Text shown START

Each year the flu accounts for 200,000 hospitalizations, 41,000 deaths and an economic impact in excess of $80 billion. However, the risk of outbreak in your place of employment can be significantly lowered through the implementation of engineering controls, administrative controls and work practices.
Engineering controls involve changes to the work environment to reduce work-related hazards. These types of controls are preferred because they make permanent changes to reduce exposure to hazards and do not rely on worker or customer behavior. By reducing a hazard in the workplace, engineering controls can be the most cost-effective solutions for employers to implement.
- Installing physical barriers, such as clear plastic sneeze guards.
- Installing a drive-through window for customer service.
- Using specialized negative-pressure ventilation for aerosol-generating procedures in healthcare settings.
Administrative controls are practices and policies designed to prevent exposures. The usage of administrative controls is not as effective as engineering controls because of dependence upon management and employees for implementation.
Examples of administrative controls include:
- Developing policies that encourage ill workers to stay at home.

Text shown END

→ Problem to work on:
Pick up the workplace flu prevention text after its last line and keep writing it.

Data excerpts START

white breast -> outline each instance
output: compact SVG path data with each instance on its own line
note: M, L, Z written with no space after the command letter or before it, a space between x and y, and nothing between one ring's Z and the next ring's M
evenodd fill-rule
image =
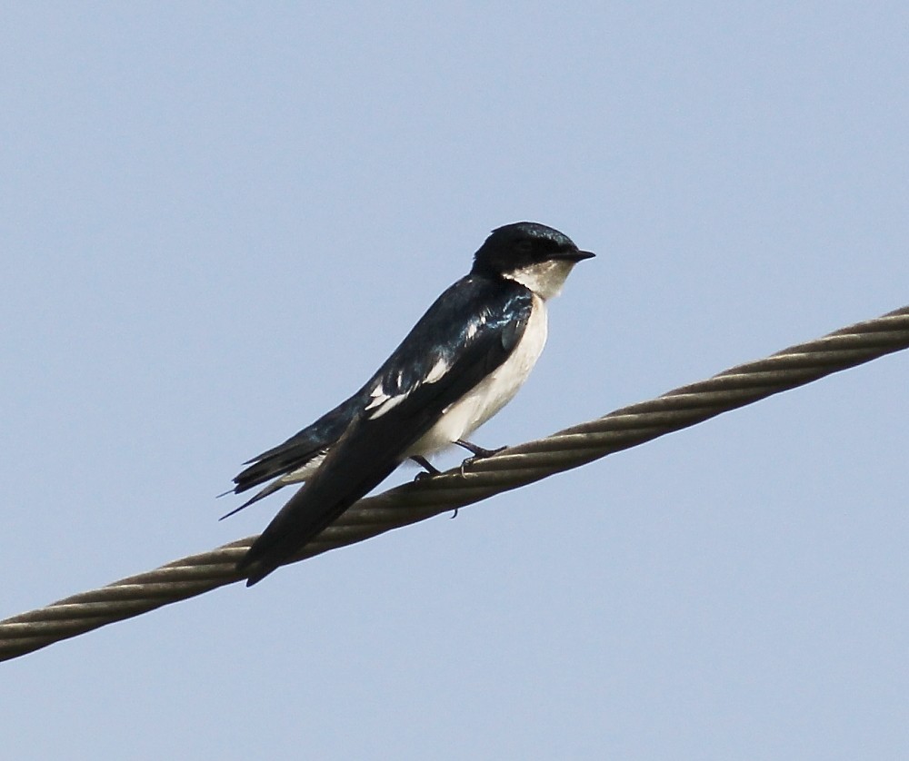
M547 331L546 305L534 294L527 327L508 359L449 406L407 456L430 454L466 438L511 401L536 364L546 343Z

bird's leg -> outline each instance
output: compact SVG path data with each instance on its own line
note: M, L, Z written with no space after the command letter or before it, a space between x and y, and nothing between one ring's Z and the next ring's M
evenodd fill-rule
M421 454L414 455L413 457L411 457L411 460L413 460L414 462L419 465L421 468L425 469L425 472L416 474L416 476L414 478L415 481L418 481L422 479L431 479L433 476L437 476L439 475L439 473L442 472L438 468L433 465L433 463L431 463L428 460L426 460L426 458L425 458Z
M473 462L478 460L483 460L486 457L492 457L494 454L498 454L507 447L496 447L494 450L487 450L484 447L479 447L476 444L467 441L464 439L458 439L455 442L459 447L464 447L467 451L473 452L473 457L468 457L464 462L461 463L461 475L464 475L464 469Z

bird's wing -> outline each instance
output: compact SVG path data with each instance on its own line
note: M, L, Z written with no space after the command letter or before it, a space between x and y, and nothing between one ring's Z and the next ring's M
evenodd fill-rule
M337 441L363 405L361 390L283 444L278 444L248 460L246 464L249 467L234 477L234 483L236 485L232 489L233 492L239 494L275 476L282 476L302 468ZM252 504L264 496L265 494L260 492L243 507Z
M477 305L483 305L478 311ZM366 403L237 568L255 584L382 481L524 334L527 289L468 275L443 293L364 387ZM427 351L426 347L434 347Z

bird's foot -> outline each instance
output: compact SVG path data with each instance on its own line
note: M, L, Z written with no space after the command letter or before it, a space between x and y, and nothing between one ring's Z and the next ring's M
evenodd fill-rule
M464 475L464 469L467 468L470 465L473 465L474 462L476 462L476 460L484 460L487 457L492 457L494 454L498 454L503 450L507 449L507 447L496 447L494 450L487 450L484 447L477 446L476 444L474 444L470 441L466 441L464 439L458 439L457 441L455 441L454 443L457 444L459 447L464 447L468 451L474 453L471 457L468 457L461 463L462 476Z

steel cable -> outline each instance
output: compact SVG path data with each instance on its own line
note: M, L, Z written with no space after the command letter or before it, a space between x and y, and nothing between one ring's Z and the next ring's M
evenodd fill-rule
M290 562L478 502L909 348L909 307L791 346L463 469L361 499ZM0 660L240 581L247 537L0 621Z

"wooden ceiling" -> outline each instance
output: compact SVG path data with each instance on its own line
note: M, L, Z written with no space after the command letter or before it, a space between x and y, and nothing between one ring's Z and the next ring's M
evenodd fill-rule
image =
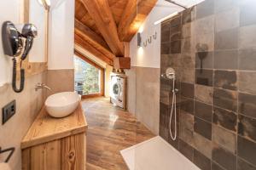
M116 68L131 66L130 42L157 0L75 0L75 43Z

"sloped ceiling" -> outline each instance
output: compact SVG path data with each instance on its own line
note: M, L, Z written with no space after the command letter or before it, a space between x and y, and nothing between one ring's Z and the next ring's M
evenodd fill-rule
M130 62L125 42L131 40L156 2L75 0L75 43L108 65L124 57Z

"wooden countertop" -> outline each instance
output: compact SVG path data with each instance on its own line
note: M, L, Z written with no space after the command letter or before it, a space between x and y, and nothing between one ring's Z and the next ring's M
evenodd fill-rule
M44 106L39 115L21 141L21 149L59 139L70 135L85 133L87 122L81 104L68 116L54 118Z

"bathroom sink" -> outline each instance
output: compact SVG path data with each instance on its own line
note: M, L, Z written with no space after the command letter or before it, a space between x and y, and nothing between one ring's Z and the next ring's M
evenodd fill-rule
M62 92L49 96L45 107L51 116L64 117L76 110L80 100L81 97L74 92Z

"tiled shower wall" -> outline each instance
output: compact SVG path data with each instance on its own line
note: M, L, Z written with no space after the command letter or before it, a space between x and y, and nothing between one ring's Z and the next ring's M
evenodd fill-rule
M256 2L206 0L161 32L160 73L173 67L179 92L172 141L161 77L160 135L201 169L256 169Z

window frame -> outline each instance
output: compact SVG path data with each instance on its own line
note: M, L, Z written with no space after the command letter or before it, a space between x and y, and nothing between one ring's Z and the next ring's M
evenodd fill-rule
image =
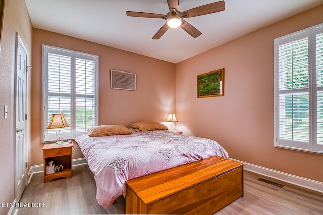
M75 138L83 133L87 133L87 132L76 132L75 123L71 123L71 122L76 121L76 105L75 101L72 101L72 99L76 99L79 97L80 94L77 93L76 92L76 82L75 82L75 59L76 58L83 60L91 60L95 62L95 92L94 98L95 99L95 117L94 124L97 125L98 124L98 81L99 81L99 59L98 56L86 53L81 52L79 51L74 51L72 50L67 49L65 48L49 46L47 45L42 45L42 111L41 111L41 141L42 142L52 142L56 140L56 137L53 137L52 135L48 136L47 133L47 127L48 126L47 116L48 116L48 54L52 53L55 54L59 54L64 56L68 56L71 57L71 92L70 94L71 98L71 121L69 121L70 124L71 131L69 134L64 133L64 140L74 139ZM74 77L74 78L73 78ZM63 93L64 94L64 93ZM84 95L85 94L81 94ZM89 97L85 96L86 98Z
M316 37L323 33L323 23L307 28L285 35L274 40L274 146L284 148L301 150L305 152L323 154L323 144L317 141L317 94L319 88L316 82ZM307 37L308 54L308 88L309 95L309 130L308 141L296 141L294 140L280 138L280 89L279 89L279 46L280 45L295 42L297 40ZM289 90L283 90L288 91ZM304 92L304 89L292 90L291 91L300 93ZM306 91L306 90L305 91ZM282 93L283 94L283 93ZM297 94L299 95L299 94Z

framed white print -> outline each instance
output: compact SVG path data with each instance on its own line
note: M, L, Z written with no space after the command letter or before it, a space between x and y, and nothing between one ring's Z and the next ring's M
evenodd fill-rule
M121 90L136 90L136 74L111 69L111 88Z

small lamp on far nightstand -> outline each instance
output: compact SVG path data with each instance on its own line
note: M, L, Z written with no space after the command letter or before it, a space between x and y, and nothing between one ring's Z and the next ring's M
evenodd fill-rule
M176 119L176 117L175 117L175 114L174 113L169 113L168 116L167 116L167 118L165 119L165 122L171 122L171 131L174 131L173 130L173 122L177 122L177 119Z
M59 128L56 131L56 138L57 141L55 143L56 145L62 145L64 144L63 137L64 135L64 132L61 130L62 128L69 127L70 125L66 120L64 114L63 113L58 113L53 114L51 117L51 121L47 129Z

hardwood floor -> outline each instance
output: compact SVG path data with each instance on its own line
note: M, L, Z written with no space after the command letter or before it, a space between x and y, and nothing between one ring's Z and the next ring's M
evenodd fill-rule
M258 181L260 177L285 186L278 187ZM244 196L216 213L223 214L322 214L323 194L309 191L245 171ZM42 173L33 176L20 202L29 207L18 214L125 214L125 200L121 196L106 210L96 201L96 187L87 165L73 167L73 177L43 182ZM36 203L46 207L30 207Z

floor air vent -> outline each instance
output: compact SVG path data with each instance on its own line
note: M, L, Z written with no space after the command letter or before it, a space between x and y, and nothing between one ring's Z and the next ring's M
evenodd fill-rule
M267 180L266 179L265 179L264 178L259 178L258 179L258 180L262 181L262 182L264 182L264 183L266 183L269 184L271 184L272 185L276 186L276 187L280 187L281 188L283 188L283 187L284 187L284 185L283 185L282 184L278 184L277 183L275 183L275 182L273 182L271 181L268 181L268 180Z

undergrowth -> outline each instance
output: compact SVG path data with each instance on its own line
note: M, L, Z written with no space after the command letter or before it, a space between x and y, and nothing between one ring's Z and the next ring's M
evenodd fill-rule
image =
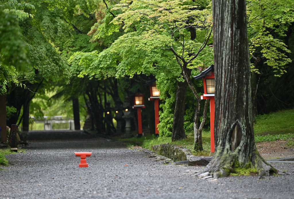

Data excerpts END

→ Reply:
- Developing practices to minimize face-to-face contact between workers such as extended use of email, websites and teleconferences.
- Relying on home delivery of goods and services to reduce the number of clients or customers who must visit your workplace.
Work practices are procedures designed to reduce the duration, frequency or intensity of exposure to a hazard. When defining safe work practice controls, ask employees for their input, since they have firsthand experience with the day-to-day tasks.
- Providing a work environment that promotes personal hygiene. For example, provide tissues, no-touch trash cans, hand soap, hand sanitizer, disinfectants and disposable towels.
- Encouraging workers to obtain a seasonal flu vaccine.
- Providing workers with up-to-date education and training on flu risk factors, protective behaviors, and instruction on proper behaviors (for example, cough etiquette; avoiding touching eyes, nose and mouth; and proper care of PPE).